┏━━

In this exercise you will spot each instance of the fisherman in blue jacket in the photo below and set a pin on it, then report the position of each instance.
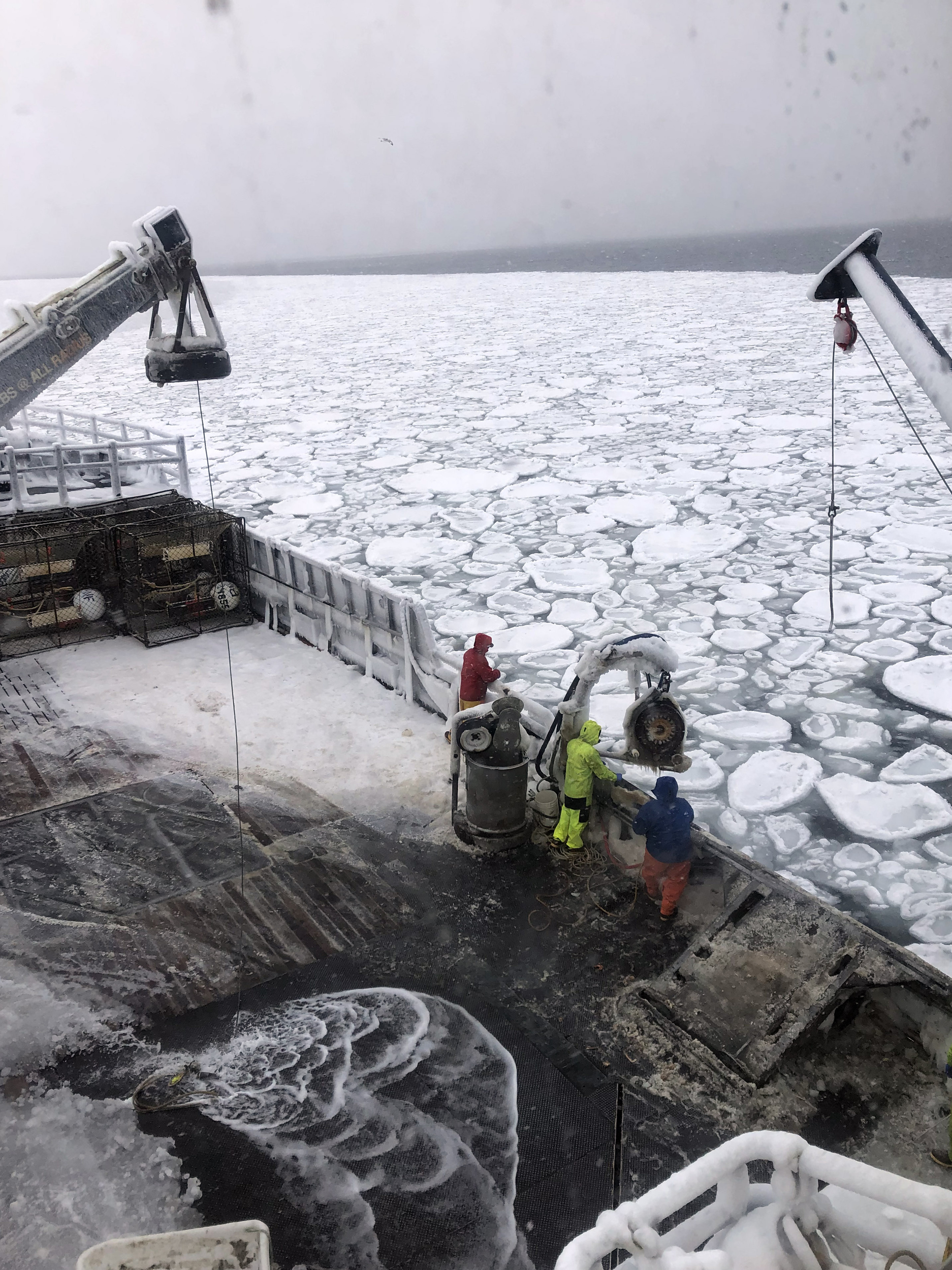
(665, 824)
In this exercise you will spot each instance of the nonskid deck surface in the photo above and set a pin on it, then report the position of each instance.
(125, 875)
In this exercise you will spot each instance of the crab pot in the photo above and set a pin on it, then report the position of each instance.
(495, 802)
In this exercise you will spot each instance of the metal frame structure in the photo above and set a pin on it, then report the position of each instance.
(69, 451)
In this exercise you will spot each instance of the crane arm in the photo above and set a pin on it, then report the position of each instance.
(49, 338)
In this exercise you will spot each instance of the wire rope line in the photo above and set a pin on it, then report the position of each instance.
(238, 758)
(832, 510)
(926, 451)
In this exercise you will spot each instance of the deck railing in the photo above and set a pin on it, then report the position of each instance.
(68, 453)
(363, 621)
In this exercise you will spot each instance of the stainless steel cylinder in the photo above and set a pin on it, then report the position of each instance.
(495, 797)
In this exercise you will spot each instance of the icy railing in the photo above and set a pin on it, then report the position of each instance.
(54, 458)
(362, 620)
(776, 1226)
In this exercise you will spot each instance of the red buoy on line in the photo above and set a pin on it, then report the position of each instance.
(844, 329)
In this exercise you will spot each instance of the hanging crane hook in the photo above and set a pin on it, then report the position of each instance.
(844, 329)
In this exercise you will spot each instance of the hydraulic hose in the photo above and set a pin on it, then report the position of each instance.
(558, 718)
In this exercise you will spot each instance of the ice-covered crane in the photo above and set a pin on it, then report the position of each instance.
(47, 338)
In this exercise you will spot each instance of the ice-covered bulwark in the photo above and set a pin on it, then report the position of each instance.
(381, 1104)
(752, 1226)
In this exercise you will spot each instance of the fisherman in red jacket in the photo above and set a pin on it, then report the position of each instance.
(477, 674)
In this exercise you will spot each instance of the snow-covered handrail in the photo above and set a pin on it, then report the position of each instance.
(362, 620)
(912, 1215)
(49, 456)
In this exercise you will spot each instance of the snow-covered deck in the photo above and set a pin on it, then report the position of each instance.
(556, 456)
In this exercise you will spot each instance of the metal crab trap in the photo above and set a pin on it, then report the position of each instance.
(57, 583)
(184, 570)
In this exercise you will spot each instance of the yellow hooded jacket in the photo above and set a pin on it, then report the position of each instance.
(583, 763)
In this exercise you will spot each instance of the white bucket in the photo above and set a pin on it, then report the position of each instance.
(545, 808)
(235, 1246)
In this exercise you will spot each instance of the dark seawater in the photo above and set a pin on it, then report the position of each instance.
(919, 249)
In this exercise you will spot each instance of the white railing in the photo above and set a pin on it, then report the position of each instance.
(60, 451)
(363, 621)
(860, 1205)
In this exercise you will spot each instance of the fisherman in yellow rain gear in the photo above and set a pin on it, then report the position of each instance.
(582, 765)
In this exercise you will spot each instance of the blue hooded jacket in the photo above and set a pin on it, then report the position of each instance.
(665, 823)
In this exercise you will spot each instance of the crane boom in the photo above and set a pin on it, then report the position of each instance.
(49, 338)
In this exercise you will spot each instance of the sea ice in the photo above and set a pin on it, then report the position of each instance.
(898, 592)
(857, 855)
(532, 638)
(518, 604)
(469, 621)
(930, 539)
(940, 849)
(926, 682)
(796, 651)
(791, 524)
(680, 544)
(848, 608)
(573, 613)
(424, 479)
(923, 764)
(309, 504)
(772, 780)
(861, 522)
(583, 522)
(752, 591)
(640, 593)
(859, 736)
(639, 510)
(874, 809)
(744, 725)
(787, 834)
(414, 514)
(739, 641)
(497, 582)
(843, 549)
(704, 774)
(578, 576)
(467, 521)
(414, 550)
(936, 928)
(818, 727)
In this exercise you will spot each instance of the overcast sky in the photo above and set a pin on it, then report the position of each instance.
(513, 122)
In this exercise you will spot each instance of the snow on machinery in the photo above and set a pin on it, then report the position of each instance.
(857, 272)
(50, 337)
(497, 768)
(654, 725)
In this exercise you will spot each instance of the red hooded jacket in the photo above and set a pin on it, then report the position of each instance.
(477, 674)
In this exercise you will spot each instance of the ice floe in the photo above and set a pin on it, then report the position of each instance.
(874, 809)
(639, 510)
(680, 544)
(424, 479)
(926, 764)
(532, 638)
(848, 608)
(926, 682)
(579, 576)
(400, 553)
(744, 725)
(771, 781)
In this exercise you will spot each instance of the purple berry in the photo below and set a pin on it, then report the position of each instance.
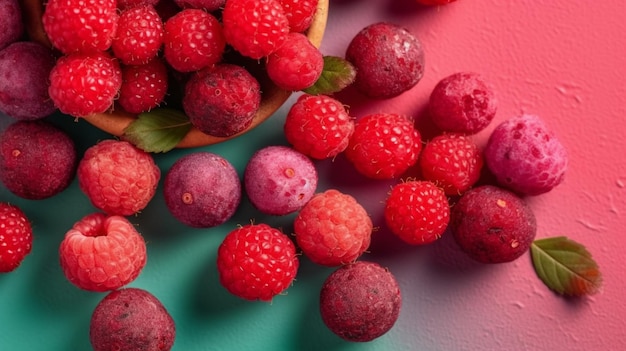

┗━━

▶ **What to work on**
Repeat verbatim the range of lines that opens at the line containing "the red hooded" and closes at the last line of the entries, excluding all pictures.

▶ **Output**
In this exercise you will spot each instance of the red hooded jacket in the photo above and set a pin on it, then report the position of each instance.
(477, 674)
In this exercise you will spot each instance of the ice floe in the photo above and set a pin on it, then report the position of each instance.
(874, 809)
(639, 510)
(680, 544)
(424, 479)
(926, 764)
(532, 638)
(848, 608)
(926, 682)
(579, 576)
(400, 553)
(744, 725)
(771, 781)
In this exercise you will spot each instance of the purple berry in the photo below and set a pin on it, then report the position of each instance.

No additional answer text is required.